Among these entries, how many lines have the string "duffel" in them? Only the number is needed.

== Segment start ==

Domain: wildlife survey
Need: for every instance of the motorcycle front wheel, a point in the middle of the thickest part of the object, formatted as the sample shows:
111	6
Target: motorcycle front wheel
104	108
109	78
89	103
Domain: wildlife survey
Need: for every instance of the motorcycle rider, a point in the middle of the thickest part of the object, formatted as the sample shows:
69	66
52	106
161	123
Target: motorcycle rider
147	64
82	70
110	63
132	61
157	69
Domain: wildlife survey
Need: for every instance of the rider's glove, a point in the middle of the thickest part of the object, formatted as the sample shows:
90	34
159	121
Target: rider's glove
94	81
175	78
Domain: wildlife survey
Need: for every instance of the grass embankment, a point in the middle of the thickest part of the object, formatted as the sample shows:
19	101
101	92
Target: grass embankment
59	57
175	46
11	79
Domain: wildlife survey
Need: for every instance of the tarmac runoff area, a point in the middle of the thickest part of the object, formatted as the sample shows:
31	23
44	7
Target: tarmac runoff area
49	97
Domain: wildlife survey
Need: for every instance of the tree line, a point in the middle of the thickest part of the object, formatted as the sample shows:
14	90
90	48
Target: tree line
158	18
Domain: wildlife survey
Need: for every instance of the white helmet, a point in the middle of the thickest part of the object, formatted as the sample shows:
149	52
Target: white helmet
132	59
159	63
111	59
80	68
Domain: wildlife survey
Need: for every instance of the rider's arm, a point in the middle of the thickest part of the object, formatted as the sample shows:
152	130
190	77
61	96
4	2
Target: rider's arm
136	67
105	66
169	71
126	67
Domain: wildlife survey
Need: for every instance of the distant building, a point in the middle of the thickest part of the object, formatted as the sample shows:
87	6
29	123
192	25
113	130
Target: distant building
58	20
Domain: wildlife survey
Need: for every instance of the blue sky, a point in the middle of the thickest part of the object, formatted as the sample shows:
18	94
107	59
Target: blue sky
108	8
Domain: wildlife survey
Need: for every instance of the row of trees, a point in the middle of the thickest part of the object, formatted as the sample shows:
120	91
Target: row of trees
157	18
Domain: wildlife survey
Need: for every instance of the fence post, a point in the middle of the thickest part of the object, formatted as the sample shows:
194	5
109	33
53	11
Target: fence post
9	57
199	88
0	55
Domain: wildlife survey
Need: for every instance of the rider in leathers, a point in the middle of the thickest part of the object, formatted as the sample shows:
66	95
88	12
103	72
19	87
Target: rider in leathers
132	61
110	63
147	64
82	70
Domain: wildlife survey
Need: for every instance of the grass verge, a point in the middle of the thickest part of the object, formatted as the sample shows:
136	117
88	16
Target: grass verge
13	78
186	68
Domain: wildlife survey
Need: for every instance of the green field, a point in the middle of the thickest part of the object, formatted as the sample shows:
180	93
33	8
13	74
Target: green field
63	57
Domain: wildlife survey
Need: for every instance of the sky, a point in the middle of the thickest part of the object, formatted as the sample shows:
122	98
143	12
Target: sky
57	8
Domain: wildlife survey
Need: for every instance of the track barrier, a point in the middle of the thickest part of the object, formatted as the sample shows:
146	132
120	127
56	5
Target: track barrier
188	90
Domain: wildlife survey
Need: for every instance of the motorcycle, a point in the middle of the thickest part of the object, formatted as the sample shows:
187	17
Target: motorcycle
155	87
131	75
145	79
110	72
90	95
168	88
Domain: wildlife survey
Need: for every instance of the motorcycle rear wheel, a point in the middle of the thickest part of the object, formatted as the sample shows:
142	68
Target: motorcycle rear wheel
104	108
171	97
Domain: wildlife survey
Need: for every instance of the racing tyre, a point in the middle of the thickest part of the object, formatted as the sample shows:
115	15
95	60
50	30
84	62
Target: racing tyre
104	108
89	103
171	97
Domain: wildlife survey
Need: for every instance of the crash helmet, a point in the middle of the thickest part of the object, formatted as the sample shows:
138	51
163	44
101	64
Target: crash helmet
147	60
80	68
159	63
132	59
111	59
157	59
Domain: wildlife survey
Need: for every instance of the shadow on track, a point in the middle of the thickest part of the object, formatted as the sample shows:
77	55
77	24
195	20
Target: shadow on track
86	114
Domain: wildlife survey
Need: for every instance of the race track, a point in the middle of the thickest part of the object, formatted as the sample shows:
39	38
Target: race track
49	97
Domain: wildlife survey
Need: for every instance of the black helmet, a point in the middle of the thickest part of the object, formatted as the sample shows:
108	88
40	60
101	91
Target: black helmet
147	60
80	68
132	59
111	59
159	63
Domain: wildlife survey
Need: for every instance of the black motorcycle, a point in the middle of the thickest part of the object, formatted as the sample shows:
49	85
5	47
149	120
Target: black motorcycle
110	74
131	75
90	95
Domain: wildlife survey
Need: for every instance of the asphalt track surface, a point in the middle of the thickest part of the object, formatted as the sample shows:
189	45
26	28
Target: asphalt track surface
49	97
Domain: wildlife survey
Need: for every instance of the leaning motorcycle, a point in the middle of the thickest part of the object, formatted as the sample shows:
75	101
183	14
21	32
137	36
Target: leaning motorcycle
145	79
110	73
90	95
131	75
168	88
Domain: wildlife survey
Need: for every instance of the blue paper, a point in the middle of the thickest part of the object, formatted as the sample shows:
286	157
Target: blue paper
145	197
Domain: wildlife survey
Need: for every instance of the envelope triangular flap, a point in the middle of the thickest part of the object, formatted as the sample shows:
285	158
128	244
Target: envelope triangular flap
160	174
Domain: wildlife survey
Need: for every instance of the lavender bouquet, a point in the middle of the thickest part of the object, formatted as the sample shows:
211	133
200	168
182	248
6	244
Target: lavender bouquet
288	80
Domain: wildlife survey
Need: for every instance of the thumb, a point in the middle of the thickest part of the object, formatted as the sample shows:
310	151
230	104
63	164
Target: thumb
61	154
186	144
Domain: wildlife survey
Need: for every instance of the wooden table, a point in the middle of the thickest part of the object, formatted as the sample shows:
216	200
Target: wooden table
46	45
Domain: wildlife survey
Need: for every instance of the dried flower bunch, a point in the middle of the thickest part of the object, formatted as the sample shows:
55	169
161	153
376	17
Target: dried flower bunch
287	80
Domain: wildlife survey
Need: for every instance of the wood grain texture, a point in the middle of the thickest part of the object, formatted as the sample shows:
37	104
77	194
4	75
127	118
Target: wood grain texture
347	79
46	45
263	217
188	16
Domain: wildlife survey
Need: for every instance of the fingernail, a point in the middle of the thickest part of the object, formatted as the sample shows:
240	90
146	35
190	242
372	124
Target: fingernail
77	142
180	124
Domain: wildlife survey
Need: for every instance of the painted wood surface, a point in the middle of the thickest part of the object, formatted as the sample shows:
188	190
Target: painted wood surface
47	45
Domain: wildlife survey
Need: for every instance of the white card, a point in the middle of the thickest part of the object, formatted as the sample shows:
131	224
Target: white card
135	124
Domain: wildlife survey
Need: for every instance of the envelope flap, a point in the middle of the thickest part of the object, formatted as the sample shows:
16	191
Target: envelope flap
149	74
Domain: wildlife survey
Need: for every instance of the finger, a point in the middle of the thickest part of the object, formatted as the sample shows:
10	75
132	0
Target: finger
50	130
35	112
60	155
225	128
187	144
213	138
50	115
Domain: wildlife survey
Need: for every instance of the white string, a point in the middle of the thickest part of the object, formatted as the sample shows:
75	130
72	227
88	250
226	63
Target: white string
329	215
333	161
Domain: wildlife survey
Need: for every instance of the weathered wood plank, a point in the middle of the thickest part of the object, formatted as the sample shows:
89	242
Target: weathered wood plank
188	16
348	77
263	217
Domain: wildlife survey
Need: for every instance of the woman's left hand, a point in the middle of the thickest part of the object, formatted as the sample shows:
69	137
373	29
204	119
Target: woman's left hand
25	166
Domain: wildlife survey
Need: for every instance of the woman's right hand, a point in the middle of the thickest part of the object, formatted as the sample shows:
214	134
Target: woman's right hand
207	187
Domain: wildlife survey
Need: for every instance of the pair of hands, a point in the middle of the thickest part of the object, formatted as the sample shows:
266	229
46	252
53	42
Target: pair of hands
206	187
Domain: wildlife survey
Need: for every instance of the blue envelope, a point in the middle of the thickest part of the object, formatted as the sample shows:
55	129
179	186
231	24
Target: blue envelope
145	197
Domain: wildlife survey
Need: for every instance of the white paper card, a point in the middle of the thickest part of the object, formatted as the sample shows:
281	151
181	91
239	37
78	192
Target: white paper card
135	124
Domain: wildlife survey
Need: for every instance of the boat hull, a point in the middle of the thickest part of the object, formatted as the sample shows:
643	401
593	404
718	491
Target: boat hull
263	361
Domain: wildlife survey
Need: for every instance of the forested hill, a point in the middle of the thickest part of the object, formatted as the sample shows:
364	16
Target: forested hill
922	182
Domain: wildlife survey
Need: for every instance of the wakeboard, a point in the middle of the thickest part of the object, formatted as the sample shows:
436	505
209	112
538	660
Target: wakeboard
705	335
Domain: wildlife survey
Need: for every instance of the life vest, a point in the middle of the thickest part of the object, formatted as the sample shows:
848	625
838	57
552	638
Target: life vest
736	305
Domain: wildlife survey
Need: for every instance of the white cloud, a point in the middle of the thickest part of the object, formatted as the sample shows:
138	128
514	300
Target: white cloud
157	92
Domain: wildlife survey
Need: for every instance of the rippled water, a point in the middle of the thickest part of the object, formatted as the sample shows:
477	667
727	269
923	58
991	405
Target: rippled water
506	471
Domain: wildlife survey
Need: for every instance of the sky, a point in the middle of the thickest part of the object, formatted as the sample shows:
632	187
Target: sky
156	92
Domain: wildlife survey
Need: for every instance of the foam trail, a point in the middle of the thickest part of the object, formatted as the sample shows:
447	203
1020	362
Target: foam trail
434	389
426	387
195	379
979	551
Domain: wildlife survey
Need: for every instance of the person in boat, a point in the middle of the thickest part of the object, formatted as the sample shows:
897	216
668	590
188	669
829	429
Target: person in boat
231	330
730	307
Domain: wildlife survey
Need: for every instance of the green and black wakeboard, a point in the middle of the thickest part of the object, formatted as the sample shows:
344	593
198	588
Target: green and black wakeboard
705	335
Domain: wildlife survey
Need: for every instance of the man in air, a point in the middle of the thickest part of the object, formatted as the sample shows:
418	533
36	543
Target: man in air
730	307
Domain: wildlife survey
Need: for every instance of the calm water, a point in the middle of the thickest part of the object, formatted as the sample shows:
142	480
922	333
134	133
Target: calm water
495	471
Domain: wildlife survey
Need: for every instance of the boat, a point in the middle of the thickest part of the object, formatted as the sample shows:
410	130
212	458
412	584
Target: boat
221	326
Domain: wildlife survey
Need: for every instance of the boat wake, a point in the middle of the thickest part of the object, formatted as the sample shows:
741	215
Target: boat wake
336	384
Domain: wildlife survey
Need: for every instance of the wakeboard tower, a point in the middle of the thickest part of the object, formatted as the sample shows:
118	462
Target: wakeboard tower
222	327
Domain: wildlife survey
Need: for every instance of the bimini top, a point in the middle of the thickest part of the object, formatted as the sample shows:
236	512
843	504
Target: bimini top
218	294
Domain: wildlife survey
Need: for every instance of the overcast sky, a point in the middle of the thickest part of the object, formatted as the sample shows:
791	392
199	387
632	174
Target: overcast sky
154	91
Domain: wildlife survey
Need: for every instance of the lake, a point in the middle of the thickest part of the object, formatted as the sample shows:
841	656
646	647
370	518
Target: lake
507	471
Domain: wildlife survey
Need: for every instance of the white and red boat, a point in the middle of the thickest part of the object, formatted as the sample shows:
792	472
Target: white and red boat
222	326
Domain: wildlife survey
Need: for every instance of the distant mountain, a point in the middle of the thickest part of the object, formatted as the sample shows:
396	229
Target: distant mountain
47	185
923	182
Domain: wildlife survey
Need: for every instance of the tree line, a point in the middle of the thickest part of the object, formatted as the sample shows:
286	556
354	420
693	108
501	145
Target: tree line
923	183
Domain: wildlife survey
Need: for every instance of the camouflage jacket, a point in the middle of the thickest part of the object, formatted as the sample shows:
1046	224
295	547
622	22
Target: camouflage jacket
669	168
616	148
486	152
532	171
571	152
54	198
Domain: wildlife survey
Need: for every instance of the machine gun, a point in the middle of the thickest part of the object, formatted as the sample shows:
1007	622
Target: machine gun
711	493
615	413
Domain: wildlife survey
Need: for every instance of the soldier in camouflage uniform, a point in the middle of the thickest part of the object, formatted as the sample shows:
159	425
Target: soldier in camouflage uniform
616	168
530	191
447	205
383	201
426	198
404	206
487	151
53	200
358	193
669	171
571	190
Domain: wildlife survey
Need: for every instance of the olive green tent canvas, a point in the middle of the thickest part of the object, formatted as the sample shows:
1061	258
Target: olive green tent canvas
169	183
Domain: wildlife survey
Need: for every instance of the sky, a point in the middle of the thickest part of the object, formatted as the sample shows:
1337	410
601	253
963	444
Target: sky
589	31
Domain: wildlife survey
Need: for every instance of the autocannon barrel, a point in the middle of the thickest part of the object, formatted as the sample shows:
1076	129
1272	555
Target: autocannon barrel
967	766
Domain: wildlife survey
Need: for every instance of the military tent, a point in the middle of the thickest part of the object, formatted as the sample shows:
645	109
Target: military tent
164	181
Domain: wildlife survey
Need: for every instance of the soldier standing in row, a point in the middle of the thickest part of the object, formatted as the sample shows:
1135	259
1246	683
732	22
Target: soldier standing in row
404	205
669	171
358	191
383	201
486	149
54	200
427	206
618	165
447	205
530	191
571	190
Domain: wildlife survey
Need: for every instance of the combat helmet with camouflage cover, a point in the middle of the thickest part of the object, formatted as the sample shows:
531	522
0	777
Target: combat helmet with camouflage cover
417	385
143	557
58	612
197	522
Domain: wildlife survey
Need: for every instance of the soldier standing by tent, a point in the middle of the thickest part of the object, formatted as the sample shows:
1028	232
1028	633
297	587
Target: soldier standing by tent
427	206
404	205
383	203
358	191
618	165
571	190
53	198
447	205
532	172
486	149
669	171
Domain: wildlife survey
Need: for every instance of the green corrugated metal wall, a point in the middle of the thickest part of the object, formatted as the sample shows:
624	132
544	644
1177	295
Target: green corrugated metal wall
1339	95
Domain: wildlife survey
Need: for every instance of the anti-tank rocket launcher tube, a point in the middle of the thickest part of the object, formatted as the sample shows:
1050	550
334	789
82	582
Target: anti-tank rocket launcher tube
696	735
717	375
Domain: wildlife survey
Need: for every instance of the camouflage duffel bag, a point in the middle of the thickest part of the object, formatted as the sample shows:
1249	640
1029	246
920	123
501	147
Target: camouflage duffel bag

== Segment end ==

Written reply: 2